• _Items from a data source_
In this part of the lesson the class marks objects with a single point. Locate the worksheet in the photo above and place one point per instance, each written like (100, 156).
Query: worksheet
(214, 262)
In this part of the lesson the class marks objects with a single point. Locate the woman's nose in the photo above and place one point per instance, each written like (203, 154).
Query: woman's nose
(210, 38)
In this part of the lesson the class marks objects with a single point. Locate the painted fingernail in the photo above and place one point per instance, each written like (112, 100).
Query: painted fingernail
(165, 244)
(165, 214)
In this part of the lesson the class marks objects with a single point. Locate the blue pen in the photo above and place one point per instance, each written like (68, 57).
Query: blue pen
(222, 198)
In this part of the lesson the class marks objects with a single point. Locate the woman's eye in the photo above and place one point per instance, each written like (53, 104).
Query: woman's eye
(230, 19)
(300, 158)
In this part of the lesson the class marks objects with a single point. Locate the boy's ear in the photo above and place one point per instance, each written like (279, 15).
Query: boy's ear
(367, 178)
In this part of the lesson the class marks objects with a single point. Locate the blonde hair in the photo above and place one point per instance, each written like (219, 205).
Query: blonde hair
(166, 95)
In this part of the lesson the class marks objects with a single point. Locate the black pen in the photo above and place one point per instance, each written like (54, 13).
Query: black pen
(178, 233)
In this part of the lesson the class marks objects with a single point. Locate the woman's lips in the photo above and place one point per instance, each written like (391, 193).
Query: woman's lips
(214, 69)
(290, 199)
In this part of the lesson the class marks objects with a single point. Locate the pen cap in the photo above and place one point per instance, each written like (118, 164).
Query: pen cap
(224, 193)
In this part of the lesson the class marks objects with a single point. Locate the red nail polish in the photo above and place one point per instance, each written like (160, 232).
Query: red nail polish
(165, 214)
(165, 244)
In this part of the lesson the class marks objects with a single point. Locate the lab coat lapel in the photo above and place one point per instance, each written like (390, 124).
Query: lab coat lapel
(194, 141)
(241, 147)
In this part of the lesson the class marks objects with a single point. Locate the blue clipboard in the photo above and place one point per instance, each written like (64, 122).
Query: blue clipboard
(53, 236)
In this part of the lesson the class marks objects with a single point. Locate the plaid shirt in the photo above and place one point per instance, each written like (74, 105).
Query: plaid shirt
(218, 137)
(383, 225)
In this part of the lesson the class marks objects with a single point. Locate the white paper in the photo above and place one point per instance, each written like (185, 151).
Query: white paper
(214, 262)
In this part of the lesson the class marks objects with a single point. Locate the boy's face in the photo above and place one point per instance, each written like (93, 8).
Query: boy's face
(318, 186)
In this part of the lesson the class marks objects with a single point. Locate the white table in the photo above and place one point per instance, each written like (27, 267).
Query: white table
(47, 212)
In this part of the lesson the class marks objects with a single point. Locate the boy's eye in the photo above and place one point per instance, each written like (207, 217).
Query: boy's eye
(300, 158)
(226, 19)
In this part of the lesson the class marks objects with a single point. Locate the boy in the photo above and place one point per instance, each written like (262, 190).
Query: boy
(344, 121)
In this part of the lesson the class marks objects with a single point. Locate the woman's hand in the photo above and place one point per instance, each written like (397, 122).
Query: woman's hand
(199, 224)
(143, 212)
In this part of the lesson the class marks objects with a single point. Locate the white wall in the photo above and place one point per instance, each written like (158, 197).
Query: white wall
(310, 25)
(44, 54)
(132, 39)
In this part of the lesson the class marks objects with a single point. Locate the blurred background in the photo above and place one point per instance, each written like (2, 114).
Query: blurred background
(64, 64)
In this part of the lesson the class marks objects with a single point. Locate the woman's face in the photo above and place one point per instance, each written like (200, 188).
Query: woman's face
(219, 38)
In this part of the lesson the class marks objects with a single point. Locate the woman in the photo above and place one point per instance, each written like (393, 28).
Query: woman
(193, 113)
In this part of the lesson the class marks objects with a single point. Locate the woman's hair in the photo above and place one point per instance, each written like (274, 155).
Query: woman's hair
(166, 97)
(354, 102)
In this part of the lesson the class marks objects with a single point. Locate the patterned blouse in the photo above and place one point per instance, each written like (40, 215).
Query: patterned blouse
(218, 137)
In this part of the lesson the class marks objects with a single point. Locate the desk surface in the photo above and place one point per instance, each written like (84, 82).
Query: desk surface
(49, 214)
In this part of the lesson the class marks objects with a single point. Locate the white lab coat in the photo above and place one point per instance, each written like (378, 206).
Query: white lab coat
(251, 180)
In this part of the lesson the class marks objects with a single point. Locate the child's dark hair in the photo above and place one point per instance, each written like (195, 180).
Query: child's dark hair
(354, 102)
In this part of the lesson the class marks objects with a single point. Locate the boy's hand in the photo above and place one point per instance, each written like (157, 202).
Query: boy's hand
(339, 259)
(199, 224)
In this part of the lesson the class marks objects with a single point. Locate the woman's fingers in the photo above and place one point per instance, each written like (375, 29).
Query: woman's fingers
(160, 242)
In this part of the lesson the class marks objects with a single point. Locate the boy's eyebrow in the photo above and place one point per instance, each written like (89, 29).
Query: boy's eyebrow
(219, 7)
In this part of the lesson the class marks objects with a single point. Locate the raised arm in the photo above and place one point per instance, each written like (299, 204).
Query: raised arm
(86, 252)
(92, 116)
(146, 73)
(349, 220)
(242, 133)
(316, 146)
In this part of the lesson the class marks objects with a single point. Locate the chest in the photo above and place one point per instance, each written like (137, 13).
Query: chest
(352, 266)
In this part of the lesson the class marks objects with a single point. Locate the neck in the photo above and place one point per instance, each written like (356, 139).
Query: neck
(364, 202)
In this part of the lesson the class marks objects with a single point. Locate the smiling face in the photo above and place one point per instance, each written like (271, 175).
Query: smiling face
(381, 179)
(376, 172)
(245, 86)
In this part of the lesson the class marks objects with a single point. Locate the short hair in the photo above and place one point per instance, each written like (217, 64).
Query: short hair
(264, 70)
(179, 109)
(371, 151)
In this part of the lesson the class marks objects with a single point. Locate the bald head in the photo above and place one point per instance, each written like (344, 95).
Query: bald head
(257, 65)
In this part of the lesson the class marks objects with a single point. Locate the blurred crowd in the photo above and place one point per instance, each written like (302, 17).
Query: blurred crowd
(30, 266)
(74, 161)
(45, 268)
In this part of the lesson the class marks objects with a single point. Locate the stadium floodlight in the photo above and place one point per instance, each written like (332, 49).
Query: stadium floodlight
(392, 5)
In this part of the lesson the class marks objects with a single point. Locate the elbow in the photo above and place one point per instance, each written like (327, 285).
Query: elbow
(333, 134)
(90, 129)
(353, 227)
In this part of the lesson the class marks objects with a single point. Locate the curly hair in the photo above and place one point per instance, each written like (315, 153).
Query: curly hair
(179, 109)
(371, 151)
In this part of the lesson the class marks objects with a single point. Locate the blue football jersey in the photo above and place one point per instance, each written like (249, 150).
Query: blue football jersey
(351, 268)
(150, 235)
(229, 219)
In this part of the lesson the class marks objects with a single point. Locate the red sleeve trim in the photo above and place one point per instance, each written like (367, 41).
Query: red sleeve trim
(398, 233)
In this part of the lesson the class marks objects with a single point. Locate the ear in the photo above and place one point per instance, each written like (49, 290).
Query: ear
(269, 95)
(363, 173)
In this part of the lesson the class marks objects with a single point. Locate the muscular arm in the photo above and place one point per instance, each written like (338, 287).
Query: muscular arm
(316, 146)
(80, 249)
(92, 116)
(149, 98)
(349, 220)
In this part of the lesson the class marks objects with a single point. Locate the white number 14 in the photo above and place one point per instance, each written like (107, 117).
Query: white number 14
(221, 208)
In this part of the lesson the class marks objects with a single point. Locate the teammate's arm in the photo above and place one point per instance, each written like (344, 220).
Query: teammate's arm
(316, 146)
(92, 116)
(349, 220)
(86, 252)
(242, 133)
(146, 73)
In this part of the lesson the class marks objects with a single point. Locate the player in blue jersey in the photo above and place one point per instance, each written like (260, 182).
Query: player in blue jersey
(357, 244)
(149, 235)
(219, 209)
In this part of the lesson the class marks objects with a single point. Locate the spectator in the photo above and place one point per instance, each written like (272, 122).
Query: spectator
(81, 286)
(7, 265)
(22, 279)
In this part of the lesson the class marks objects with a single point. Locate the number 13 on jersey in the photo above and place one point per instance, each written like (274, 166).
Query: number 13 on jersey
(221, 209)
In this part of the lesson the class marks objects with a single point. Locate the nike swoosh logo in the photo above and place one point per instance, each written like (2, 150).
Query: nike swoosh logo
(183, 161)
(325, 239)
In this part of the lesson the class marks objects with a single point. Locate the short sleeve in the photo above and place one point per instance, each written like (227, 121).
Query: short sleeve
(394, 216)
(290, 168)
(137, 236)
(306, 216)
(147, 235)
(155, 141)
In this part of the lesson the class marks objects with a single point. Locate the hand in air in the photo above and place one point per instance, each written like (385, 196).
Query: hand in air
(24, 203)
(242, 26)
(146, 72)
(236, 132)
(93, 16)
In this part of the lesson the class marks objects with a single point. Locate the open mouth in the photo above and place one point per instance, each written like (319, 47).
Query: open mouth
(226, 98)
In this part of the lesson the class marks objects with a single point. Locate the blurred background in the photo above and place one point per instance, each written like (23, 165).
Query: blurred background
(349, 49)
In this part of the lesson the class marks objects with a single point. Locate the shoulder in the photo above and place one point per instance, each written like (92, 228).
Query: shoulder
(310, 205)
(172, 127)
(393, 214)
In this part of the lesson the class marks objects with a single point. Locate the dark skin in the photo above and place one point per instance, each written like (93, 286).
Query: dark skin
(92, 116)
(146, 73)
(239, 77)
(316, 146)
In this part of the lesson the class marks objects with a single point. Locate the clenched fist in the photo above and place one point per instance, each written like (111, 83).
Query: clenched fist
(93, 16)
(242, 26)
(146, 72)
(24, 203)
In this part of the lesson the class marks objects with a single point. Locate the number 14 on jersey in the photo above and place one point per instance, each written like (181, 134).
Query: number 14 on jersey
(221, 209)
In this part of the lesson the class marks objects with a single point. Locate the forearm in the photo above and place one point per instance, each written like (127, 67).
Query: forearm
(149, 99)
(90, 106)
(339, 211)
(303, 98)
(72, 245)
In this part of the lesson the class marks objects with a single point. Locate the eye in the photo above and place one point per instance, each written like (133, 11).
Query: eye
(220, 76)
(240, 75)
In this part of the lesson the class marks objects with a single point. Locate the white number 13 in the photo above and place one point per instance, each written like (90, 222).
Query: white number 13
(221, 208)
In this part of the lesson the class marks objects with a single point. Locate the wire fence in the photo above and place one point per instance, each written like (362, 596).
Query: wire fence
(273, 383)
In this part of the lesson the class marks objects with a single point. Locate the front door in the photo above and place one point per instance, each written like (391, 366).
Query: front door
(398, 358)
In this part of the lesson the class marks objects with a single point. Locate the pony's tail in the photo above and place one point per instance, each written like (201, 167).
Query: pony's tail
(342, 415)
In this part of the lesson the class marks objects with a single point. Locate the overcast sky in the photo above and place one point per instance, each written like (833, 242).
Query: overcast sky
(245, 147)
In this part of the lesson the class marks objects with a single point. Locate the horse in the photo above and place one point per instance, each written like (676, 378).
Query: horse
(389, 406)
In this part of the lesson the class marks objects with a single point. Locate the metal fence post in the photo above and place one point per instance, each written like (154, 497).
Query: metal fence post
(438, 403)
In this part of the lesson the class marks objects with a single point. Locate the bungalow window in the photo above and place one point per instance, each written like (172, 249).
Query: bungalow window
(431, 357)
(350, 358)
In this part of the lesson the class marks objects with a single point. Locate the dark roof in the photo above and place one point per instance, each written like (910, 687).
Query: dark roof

• _Task details_
For the records above, state how many lines contain the word "roof". Give only the number.

• _Written response_
2